List each line of the records below that contains the word "floor".

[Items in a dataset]
□ □ □ □ □

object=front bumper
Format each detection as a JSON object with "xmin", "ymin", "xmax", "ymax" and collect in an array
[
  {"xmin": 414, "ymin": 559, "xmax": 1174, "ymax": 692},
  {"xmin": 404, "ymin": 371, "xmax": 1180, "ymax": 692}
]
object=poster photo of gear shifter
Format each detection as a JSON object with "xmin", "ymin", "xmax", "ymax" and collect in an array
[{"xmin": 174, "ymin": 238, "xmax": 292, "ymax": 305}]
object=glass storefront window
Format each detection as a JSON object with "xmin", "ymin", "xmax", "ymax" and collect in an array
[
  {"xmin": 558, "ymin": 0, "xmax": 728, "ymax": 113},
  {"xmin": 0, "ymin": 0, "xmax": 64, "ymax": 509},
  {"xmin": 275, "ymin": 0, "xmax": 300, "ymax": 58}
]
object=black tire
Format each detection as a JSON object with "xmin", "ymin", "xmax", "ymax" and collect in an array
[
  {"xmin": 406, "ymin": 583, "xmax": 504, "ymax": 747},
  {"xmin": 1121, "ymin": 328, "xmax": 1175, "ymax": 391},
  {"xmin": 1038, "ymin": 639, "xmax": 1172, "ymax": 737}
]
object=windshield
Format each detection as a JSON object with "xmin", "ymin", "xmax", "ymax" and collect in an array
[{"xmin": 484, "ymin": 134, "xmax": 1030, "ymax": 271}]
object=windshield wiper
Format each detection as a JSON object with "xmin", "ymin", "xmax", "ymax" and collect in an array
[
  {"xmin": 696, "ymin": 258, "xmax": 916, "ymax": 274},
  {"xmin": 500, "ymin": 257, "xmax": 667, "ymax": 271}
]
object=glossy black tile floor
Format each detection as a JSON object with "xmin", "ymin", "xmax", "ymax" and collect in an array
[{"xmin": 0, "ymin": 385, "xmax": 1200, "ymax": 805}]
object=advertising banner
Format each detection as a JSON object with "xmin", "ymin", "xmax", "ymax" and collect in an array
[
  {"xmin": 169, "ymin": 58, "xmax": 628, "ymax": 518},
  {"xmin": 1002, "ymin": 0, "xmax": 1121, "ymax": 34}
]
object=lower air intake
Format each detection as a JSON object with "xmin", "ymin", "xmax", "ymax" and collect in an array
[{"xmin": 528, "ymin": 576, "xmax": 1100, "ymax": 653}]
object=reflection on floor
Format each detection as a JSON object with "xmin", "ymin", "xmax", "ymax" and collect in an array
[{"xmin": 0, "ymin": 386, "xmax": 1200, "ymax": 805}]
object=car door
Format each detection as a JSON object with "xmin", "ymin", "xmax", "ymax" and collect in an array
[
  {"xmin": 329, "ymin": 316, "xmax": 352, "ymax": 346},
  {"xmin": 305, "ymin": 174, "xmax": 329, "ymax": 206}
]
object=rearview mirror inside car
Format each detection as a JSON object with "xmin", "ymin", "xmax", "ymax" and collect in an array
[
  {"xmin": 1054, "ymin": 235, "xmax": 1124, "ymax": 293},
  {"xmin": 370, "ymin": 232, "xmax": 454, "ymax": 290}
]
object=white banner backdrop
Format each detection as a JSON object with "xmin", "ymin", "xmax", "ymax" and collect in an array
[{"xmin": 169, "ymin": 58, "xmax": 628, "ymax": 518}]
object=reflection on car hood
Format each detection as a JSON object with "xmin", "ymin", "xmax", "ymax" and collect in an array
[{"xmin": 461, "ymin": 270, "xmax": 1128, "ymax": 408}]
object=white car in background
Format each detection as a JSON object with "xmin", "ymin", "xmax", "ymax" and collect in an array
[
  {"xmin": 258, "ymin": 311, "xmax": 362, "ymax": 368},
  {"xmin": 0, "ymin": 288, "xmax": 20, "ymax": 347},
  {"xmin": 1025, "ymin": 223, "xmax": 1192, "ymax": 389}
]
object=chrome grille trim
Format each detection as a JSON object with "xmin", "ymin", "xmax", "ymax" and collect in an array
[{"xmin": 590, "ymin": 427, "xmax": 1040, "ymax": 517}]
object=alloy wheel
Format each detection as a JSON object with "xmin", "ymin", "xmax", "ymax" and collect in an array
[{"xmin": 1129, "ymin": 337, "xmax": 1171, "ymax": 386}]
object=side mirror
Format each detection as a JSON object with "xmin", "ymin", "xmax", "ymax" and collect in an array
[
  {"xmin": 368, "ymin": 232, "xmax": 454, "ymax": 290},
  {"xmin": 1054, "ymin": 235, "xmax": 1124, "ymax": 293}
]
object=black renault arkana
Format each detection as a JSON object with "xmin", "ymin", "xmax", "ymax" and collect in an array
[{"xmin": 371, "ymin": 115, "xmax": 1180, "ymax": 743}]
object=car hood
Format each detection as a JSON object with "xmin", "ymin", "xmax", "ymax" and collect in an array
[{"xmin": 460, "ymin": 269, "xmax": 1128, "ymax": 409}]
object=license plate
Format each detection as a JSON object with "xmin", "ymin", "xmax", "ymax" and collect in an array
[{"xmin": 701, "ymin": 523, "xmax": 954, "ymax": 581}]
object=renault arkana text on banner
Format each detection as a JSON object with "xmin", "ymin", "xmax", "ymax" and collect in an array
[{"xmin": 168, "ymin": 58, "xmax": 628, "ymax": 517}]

□ □ □ □ □

● **THE REPLY**:
object=glossy black tile floor
object=reflection on floor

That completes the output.